→ Input records:
+ + + + + + +

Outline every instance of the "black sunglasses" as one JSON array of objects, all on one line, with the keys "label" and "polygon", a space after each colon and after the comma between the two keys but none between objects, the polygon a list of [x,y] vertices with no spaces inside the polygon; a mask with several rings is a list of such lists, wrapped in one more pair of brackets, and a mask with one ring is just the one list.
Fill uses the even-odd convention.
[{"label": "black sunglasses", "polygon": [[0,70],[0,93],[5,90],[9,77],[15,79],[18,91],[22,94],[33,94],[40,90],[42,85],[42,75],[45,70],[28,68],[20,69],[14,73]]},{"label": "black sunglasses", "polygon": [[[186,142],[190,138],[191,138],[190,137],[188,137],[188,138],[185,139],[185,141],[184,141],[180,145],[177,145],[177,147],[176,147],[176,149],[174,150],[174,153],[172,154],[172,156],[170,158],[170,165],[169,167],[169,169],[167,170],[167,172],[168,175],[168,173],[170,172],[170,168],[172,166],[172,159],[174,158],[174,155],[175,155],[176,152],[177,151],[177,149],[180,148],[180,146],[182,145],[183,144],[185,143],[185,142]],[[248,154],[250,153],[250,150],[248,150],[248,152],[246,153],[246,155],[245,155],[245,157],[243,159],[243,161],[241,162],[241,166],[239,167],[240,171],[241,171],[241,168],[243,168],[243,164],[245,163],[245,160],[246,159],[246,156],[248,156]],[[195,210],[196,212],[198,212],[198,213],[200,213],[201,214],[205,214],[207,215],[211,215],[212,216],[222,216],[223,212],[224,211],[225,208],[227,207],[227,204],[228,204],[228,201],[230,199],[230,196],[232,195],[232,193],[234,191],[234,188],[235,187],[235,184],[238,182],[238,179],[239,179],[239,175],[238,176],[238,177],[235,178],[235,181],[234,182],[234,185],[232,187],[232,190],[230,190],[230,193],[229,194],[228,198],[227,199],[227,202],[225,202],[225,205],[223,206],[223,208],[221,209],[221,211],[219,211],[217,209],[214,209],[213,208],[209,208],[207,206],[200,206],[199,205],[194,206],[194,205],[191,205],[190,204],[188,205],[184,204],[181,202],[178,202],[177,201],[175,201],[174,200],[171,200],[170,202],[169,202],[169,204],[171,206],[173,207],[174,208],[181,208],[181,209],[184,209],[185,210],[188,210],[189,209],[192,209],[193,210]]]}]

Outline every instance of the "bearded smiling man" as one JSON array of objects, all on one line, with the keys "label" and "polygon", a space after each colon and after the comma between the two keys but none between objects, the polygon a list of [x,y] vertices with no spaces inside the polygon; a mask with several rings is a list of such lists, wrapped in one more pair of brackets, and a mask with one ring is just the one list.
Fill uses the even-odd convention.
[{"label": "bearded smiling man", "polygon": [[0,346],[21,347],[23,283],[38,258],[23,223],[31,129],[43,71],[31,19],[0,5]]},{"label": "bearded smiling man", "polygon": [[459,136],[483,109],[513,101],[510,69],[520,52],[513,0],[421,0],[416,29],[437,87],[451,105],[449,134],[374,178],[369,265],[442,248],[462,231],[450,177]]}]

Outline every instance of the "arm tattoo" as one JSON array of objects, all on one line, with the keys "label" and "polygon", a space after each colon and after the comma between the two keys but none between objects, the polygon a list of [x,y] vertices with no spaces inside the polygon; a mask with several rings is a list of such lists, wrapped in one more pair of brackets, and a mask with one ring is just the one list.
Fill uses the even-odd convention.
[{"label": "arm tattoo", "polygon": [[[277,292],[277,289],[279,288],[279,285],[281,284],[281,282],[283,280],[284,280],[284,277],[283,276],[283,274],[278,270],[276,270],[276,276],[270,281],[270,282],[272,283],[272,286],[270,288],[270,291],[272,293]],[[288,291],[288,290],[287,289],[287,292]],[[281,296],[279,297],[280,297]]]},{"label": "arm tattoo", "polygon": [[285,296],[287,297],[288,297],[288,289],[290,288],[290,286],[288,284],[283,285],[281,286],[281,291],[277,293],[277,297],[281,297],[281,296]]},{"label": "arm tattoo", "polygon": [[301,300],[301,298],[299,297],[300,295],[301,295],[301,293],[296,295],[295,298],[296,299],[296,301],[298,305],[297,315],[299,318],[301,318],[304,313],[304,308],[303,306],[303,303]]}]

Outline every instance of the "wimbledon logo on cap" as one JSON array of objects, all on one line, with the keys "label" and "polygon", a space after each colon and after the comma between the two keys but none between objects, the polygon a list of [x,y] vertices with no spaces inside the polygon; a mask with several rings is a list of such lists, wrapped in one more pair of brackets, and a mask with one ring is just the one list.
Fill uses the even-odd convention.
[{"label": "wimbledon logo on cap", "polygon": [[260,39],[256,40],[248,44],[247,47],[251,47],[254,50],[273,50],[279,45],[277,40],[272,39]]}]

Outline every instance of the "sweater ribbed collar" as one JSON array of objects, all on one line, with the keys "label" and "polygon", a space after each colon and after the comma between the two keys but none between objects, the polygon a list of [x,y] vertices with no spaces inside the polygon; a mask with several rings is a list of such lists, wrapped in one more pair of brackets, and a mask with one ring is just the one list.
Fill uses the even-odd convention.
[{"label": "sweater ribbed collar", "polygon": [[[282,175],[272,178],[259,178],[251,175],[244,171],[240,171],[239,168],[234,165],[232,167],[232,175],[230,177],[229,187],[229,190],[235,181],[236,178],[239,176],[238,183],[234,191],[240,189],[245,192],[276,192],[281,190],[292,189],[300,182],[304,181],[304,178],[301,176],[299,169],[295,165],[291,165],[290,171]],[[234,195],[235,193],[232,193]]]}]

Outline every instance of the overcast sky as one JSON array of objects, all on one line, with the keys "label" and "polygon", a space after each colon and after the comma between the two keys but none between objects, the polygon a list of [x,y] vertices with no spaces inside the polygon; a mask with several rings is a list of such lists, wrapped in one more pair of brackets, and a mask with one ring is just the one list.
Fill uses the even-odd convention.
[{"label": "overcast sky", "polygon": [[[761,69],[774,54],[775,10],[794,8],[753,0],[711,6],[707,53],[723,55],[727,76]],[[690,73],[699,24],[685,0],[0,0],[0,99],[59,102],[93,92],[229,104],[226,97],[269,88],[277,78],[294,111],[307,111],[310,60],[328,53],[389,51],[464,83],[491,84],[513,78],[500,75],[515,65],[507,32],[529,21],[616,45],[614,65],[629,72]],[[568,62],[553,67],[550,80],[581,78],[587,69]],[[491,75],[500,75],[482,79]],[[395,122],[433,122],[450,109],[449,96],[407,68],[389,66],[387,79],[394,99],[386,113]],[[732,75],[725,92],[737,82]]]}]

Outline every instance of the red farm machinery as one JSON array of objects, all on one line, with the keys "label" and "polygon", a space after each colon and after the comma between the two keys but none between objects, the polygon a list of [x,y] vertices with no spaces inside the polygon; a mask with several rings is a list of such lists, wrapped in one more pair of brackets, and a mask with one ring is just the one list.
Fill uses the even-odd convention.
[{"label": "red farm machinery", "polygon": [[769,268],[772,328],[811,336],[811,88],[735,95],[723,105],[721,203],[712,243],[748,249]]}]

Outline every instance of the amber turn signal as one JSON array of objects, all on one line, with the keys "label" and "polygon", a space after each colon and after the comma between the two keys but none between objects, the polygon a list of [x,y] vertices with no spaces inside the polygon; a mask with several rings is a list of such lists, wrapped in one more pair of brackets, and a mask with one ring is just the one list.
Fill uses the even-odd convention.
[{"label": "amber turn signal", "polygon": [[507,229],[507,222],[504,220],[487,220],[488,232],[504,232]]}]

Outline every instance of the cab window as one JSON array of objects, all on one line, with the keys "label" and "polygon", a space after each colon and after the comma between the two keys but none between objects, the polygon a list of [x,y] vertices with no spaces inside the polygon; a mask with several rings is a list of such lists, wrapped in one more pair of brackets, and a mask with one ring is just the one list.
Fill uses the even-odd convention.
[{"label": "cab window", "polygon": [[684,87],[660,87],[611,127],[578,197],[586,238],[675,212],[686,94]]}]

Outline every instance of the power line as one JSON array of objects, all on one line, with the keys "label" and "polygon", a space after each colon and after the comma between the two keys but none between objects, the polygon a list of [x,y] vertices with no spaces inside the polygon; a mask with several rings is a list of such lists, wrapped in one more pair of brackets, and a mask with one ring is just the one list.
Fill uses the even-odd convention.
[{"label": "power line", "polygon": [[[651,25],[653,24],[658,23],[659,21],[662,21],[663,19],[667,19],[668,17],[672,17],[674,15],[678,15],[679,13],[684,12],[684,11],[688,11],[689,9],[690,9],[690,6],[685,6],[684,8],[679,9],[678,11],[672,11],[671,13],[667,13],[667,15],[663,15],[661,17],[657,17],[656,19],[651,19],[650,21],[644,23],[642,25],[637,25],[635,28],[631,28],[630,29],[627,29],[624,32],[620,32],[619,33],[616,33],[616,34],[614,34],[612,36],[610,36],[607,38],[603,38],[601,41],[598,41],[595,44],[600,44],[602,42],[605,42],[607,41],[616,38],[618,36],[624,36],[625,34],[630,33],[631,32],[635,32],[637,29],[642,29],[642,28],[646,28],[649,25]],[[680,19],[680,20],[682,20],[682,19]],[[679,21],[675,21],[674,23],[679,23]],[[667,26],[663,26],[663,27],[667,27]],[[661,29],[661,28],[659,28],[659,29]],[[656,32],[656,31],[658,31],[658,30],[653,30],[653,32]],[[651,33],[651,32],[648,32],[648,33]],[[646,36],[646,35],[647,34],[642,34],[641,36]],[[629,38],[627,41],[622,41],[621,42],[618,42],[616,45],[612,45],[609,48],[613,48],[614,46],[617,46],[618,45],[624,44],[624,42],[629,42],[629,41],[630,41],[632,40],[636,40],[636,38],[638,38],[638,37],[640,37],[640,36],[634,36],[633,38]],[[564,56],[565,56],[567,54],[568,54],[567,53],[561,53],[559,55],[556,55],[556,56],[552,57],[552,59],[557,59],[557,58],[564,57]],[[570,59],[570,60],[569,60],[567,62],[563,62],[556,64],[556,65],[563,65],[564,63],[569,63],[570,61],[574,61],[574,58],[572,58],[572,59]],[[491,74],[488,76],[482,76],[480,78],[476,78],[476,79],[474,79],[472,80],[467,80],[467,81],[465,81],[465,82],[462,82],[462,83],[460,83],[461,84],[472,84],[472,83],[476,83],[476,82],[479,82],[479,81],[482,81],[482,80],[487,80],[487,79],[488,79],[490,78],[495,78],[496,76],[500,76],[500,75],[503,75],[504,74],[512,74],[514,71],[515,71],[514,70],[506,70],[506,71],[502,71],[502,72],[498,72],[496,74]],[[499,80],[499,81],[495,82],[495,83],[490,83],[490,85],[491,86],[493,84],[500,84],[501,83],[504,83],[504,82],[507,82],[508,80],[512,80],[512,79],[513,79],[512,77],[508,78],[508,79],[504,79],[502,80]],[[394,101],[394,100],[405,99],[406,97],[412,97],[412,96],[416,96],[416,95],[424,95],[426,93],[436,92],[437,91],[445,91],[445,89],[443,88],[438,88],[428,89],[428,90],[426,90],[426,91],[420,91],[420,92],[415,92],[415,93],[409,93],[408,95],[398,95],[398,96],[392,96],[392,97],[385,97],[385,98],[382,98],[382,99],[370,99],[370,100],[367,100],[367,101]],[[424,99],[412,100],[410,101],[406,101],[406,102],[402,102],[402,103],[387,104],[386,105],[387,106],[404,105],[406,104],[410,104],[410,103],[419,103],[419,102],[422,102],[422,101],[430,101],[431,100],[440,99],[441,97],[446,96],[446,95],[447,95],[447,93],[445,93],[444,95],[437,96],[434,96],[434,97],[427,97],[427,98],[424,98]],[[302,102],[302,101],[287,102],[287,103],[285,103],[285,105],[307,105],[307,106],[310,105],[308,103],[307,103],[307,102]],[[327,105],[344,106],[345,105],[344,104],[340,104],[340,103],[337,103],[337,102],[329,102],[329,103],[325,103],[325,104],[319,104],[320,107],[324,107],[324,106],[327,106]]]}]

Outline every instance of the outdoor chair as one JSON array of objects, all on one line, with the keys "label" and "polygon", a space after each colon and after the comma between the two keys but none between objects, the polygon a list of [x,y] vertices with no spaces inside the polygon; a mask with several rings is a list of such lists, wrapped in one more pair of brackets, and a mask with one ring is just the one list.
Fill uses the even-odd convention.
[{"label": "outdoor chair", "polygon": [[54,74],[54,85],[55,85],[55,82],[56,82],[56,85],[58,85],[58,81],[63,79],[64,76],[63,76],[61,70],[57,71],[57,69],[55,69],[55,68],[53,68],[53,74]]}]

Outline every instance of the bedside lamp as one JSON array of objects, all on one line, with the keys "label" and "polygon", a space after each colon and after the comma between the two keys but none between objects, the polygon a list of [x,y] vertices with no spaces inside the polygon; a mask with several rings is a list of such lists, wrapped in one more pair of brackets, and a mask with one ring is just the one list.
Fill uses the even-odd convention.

+ + + + + + +

→ Objective:
Update the material starting at the line that contains "Outline every instance of the outdoor" and running through its end, so that "even-odd" reads "nonzero winding" and nothing else changes. Reproduce only those lines.

→ Correct answer:
Outline every instance of the outdoor chair as one JSON array of objects, all on one line, with the keys "label" and "polygon", a space after each colon and after the comma between the two keys but none between objects, the polygon a list of [x,y] vertices with no spaces inside the polygon; a mask with several rings is a list of such lists, wrapped in one more pair of brackets, and a mask with one ring is just the one list.
Fill uses the nonzero winding convention.
[{"label": "outdoor chair", "polygon": [[54,74],[54,85],[55,85],[55,82],[56,82],[56,85],[58,85],[58,81],[63,79],[64,76],[63,76],[61,70],[57,71],[57,69],[55,69],[55,68],[53,68],[53,74]]}]

Outline every instance of the bedside lamp as one JSON array of objects, all on one line, with the keys "label" and "polygon", a space after each colon and after the comma between the two keys but none between objects, the polygon a list of [x,y] vertices with no spaces inside the polygon; a mask with several rings is a list of such lists, wrapped in one more pair of brackets, and a mask with one ring is just the one list.
Fill uses the nonzero winding convention.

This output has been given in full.